Dataset records ->
···
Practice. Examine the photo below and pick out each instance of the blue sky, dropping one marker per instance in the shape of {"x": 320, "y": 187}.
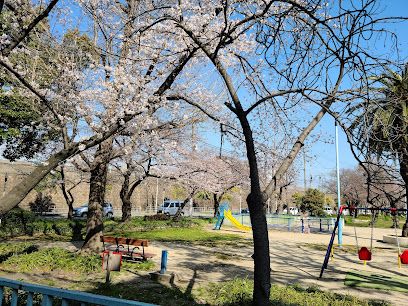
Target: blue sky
{"x": 320, "y": 155}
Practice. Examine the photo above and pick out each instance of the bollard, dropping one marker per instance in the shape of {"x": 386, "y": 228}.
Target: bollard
{"x": 163, "y": 265}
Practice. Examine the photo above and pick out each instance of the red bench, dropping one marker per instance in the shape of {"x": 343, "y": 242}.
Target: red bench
{"x": 131, "y": 249}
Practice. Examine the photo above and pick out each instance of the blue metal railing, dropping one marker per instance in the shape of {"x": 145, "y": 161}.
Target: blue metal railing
{"x": 65, "y": 296}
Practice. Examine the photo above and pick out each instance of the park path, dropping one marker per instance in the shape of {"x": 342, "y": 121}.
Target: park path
{"x": 292, "y": 261}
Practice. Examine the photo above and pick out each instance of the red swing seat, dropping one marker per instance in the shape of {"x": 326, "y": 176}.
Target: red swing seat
{"x": 365, "y": 254}
{"x": 404, "y": 257}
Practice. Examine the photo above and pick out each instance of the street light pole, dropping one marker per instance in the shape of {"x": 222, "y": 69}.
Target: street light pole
{"x": 340, "y": 226}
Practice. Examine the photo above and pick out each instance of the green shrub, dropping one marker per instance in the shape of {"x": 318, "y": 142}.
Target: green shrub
{"x": 9, "y": 249}
{"x": 17, "y": 222}
{"x": 51, "y": 259}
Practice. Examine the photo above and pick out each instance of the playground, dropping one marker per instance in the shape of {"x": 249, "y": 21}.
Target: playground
{"x": 200, "y": 257}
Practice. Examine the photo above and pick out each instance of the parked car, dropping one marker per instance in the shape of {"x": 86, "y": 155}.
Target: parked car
{"x": 170, "y": 207}
{"x": 82, "y": 211}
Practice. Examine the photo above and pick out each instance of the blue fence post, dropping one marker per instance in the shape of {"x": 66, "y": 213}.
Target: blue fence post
{"x": 163, "y": 265}
{"x": 14, "y": 297}
{"x": 30, "y": 299}
{"x": 46, "y": 301}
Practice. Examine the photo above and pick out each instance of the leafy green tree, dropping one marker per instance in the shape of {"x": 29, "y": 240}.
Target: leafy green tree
{"x": 382, "y": 128}
{"x": 24, "y": 130}
{"x": 313, "y": 202}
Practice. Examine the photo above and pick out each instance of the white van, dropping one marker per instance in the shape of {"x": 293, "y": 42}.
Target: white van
{"x": 170, "y": 207}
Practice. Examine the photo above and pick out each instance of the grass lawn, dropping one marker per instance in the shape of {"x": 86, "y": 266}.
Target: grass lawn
{"x": 364, "y": 221}
{"x": 376, "y": 281}
{"x": 191, "y": 234}
{"x": 239, "y": 292}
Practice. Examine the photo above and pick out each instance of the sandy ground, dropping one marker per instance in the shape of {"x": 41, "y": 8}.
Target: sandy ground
{"x": 291, "y": 262}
···
Job -> Reproduce every one of the lines above with "Examine" swapped for "Inspect" and nothing else altered. Leave the pictures out of your output.

In response ->
Practice. Inspect the photo below and pick out each instance of the blue sky, dropping one marker per instance in the shape of {"x": 320, "y": 187}.
Target: blue sky
{"x": 320, "y": 155}
Practice. Inspect the photo above and pick out each instance of the bollard, dropping one marker per instance in the shape of {"x": 386, "y": 228}.
Target: bollard
{"x": 163, "y": 265}
Practice. Inspect the photo above and pick out each instance of the red bench, dropping one marker per instance in the shape of {"x": 343, "y": 242}.
Target: red bench
{"x": 131, "y": 249}
Practice. Inspect the photo above and pick out each instance of the blue metal railing, dropping one marker per instance in the shape of {"x": 145, "y": 161}.
Target: blue metal railing
{"x": 65, "y": 296}
Practice. Inspect the photo above and pick out each instance of the park path, dropping one marker per instance in the shape of {"x": 342, "y": 121}.
Target: park path
{"x": 292, "y": 261}
Practice. Inspect the photo above and pick out each instance of the red swing seat, dropping one marker per instance in the shape of {"x": 326, "y": 176}.
Target: red swing seat
{"x": 365, "y": 254}
{"x": 404, "y": 257}
Practice. Inspect the photo above and pick out each instance of the street light pole, dropping one marker per instance in the shape of {"x": 222, "y": 69}.
Target: street light pole
{"x": 340, "y": 226}
Practice. Inspect the photo above and pick out each instance of the green shrub, dropping one marker per instance in the shape of {"x": 318, "y": 142}.
Target: green shrub
{"x": 9, "y": 249}
{"x": 17, "y": 222}
{"x": 51, "y": 259}
Practice. Inspect the photo above and pick out each instance of the playground, dropping one marker per instance in the shape of {"x": 249, "y": 21}.
Target: playground
{"x": 200, "y": 257}
Practice. Inspect the photo above and pick out each instance of the parked car, dropping one marker per instance in the shape of {"x": 86, "y": 155}.
Target: parked car
{"x": 170, "y": 207}
{"x": 82, "y": 211}
Practice. Inspect the photo above and pick out each instance of the blue fence post, dropping one marker per instance in the shape of {"x": 66, "y": 213}.
Target: blue fence post
{"x": 163, "y": 265}
{"x": 14, "y": 297}
{"x": 30, "y": 299}
{"x": 46, "y": 301}
Practice. Inspect the photo above and pick out each instance of the leafy green tree, dropping one marker per instance in the shape of {"x": 29, "y": 240}.
Target: leafy green tree
{"x": 382, "y": 128}
{"x": 24, "y": 130}
{"x": 313, "y": 202}
Practice. Inspect the photo above and pick out each instance of the white van, dropping one marker per instance in the shape of {"x": 293, "y": 42}.
Target: white van
{"x": 170, "y": 207}
Practice. Inspect the photo above and pick out each instance of the grass lawn, dropping one marker per instance in the shape of {"x": 86, "y": 266}.
Target: grass lawn
{"x": 364, "y": 221}
{"x": 376, "y": 281}
{"x": 191, "y": 234}
{"x": 239, "y": 292}
Practice. Inspect the photo above and pick out each instance of the sandy ground, dropping one marker per instance in the shape of {"x": 41, "y": 8}.
Target: sandy ground
{"x": 291, "y": 262}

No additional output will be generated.